• _Exercise instructions_: Swap each "exercise" in the rows below for "task", and write out every row again with nothing else changed.

• _Exercise data_:
- - - - - - -
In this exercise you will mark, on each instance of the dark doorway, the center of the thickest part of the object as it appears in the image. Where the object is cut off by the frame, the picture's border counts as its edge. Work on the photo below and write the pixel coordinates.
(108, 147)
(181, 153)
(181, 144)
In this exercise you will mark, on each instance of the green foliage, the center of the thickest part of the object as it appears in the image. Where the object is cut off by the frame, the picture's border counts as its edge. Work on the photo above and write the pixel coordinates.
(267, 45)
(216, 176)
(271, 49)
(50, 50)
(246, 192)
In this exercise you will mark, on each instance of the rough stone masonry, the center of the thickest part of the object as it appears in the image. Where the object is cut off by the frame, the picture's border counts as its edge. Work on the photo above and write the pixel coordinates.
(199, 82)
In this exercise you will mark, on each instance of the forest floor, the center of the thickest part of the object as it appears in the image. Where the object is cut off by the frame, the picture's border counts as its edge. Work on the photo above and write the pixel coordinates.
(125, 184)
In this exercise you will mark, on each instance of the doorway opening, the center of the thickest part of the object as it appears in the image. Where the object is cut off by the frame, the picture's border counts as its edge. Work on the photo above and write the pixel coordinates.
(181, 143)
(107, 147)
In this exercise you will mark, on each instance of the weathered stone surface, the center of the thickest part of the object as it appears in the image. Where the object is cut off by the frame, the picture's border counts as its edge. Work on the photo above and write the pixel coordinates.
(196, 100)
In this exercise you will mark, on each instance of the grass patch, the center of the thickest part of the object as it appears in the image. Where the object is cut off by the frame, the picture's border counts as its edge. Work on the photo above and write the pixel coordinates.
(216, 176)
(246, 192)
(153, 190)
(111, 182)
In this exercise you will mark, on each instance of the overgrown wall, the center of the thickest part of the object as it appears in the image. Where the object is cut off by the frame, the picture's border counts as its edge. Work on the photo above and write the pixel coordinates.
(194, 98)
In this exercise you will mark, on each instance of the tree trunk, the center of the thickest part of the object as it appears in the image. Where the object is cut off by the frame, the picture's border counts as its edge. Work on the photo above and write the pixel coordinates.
- - - - - - -
• _Written solution_:
In this task you will mark, on each instance of the dark doorway, the center of the thickest part of the object as it appears in the image. Where the object is cut off by the frame, the picture's border counts as its edge. Work on the photo below and write the pixel coordinates.
(108, 147)
(181, 153)
(181, 144)
In this task you will mark, on each instance of the green foliage, the center of the thickest part of the object as it appears in the image. Where the object is cut off by the frame, the picture's border counts as its edge. Work on the photo above and write the pixel coordinates.
(267, 45)
(216, 176)
(271, 49)
(50, 50)
(246, 192)
In this task you will mark, on each instance of the rough stone masonry, the center of the thickest part of the object as it appears in the image. Where the object is cut off by the frame, the picture's border counts as its edge. Work on the photo above and write the pixel coordinates.
(199, 82)
In this task you will mark, on each instance of the forest floor, the center of the thickest part of the object as it appears in the image. Where the object is cut off by the frame, the picture's border counts as its edge. Work on the photo above and write the pixel coordinates.
(125, 184)
In this task you will mark, on each instance of the doorway opening, the center of the thickest part of the object as it appears in the image. Where the object is cut off by the frame, the picture's border counts as its edge. Work on the photo above and write the pixel coordinates.
(181, 143)
(107, 147)
In this task you will mark, on each instance of the weathered stone surface, the center of the thickest part of the object as it appears in the image. Where the object is cut off by the frame, the picture's border counts as its edge. Work on the photo above and write the pixel coordinates.
(196, 100)
In this task you will mark, on each instance of the grass patch, the center of the thickest part of the object as it appears in the image. Where the object is cut off by the frame, the picture's border counts as its edge. Work on the photo above and write the pixel coordinates.
(216, 176)
(246, 192)
(153, 190)
(111, 182)
In this task you will mark, on each instance of the overgrown wall, the center of the thickest part of the object as it appears in the image. Where the object is cut off by the frame, the picture's border counts as its edge. Work on the photo above and write the pixel coordinates.
(194, 98)
In this task you will mark, on each instance of the tree trunk, the center of the thickest part of the object as it appears in the image. Where the object is cut off by the frame, the picture's border counts as its edge. Work on the photo above and write the pixel coordinates.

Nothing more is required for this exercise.